Start of Document extract

United States District Court, W.D. Wisconsin

July 18, 2019

THOMAS J. GOOD, Plaintiff,



         Plaintiff Thomas J. Good is proceeding on claims under the Fourth Amendment that City of Beloit police officers Nathan Adams and Greg Cisneros subjected him to a forced and unwanted blood draw in violation of his Fourth Amendment rights. He also contends that the City of Beloit enacted policies or practices that caused the constitutional violation.

         The parties' cross motions for summary judgment are before the court. Defendants contend that the blood draw was lawful because plaintiff consented to it and because exigent circumstances justified it. They also contend that they are entitled to qualified immunity and that plaintiff cannot point to any City of Beloit policy or practice that caused any constitutional violation. Dkt. #18. Plaintiff contends that he is entitled to partial summary judgment with respect to liability against defendants Adams and Cisneros. Dkt. #17. Because I conclude that there are genuine disputes of material fact regarding whether plaintiff consented to the blood draw, whether there were exigent circumstances and whether the City of Beloit's policies caused a constitutional violation, I am denying the motions.

         From the parties' proposed findings of facts and responses, I find the following facts to be material and undisputed unless otherwise noted.


         At approximately 2:09 a.m. on December 29, 2014, plaintiff Thomas Good was driving on a street in Beloit, Wisconsin without his headlights illuminated. Defendant Greg Cisneros, a City of Beloit police officer, initiated a traffic stop and approached plaintiff. Cisneros could smell alcohol, suspected that plaintiff was intoxicated and called defendant Officer Nathan Adams for back up. After Adams arrived, plaintiff attempted to complete several field sobriety tests but performed poorly. Defendants arrested plaintiff for operating while intoxicated as a third offense.

         Wisconsin's “implied consent” law deems drivers to have consented to breath or blood tests if an officer has reason to believe that they have committed one of several drug-or alcohol-related offenses. Wis.Stat. §§ 343.305(2), (3). Officers seeking to conduct a blood alcohol concentration test must read aloud a statement called “informing the accused, ” which declares the officers' intent to administer the test and advises drivers of their options and the implications of their choice. Id. § 343.305(4). If a driver's blood alcohol level exceeds the legal limit, the driver's license will be suspended, but if a driver refuses testing, the license will be revoked, the refusal may be used against the driver in court and the driver may face civil forfeiture penalties. Id.

         The Beloit Police Department has a breath test machine at the police station that can be used to test a driver's blood alcohol concentration. However, under an internal policy of the Beloit Police Department, officers that suspect an individual of driving while intoxicated may ask the individual to consent to a blood draw, rather than a breath test, to determine blood alcohol concentration. Blood tests must be performed at a hospital. Because Beloit Memorial Hospital is the closest hospital to the city's police station, Beloit police officers generally take arrested individuals to Beloit Memorial for blood draws, though police officers can take individuals to another hospital if it is more convenient. Some officers take arrested drivers directly to a hospital for a blood draw. However, in this instance, defendants took plaintiff to the police station to complete the citation and other paperwork.

End of Document extract
Start of Data listing

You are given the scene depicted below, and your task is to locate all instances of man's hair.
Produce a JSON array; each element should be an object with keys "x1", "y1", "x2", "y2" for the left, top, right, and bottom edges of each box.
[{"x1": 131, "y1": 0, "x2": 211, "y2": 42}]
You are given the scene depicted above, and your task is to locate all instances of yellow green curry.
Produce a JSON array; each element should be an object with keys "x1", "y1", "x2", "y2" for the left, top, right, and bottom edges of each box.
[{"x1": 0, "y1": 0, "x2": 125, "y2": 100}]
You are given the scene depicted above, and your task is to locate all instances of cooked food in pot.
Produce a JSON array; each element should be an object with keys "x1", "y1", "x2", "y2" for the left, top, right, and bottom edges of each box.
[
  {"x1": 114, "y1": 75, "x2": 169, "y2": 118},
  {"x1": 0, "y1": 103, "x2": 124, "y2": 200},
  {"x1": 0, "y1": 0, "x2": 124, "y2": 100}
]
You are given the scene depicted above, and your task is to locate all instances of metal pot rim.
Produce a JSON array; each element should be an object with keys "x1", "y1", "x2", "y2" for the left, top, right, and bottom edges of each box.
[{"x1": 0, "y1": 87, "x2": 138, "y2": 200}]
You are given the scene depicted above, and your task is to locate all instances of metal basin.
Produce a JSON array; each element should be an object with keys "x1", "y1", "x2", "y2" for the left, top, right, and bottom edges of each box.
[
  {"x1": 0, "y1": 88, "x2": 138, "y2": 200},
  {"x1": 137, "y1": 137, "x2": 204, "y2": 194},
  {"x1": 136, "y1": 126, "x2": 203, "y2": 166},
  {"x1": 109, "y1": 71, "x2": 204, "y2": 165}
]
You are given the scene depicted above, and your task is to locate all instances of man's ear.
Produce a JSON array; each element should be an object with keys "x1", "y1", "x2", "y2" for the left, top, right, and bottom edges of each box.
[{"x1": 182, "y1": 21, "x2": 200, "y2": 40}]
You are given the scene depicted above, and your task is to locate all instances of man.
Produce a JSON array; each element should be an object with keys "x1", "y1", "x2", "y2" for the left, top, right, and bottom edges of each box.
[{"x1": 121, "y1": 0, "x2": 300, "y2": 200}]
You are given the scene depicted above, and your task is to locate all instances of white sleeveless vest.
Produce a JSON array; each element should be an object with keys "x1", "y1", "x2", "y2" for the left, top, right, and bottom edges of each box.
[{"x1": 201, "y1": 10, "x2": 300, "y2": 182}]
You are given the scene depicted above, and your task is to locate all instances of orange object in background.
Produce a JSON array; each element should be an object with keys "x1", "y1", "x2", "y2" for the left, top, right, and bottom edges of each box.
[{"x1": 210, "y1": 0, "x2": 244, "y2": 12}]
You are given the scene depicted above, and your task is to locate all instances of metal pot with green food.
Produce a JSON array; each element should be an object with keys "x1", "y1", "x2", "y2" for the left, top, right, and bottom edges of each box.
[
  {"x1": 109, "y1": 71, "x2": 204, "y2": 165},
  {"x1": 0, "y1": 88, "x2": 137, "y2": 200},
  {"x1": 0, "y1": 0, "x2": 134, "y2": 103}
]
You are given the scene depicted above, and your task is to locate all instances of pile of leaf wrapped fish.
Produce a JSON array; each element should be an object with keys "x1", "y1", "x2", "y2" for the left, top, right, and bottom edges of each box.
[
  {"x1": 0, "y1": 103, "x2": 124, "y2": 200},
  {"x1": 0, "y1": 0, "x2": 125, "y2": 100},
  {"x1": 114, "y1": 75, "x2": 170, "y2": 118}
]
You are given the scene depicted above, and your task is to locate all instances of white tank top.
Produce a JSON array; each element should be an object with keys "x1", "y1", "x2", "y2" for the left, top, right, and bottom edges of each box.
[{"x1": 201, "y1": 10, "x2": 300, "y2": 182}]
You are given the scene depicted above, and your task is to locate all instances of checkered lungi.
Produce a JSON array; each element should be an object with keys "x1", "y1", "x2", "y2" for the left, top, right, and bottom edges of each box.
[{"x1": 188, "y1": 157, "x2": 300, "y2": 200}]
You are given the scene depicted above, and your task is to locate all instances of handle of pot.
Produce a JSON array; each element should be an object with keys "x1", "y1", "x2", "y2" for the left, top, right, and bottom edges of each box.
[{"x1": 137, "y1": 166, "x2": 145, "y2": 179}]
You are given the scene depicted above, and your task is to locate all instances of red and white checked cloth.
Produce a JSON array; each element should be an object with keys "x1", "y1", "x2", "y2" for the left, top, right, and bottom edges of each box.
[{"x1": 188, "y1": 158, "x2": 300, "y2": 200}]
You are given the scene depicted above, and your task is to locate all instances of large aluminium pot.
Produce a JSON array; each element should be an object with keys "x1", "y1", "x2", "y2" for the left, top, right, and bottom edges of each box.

End of Data listing

Please continue the court opinion on the blood draw from where it stops.

> _Response_:
         While at the police station, at 3:07 a.m., defendant Adams reviewed the “informing the accused” form with plaintiff. Plaintiff seemed confused and asked Adams to read the form again, which he did. Adams then asked plaintiff if he would submit to a blood draw. Adams did not ask plaintiff if he would submit to a breath test. Plaintiff responded that he would submit to a blood draw only if the draw was performed at a hospital outside of Beloit. Plaintiff stated that he did not trust the Beloit police department or anyone affiliated with Beloit and that he had been “railroaded” by the City of Beloit in the past. Plaintiff asked whether the blood draw could be performed at Mercy Hospital in Janesville, which was about 25 minutes from the Beloit Police Department. (Beloit Memorial Hospital is about 15 minutes from the police station.) When Adams told plaintiff that the blood draw had to take place at Beloit Memorial and that plaintiff did not have a choice in the medical facility where the draw would occur, plaintiff repeated that he was “not refusing” a blood draw, but that the test needed to be completed somewhere other than Beloit Memorial. (The parties dispute whether plaintiff eventually agreed to submit to a blood draw at Beloit Memorial. Defendants say that after they told plaintiff that the blood draw had to take place at Beloit Memorial, he agreed to the draw. But plaintiff says he never agreed to have his blood taken at Beloit Memorial and that he repeatedly conditioned his consent to a blood draw on the draw's not occurring at Beloit Memorial.) Adams eventually marked the “informing the accused” form as “yes, ” implying that plaintiff had consented to a blood draw to test his blood alcohol concentration. Adams gave plaintiff a copy of the form. (Defendants state that plaintiff “signed” the form, but the form filed with the court shows only Adams's signature. Dkt. #13-1.)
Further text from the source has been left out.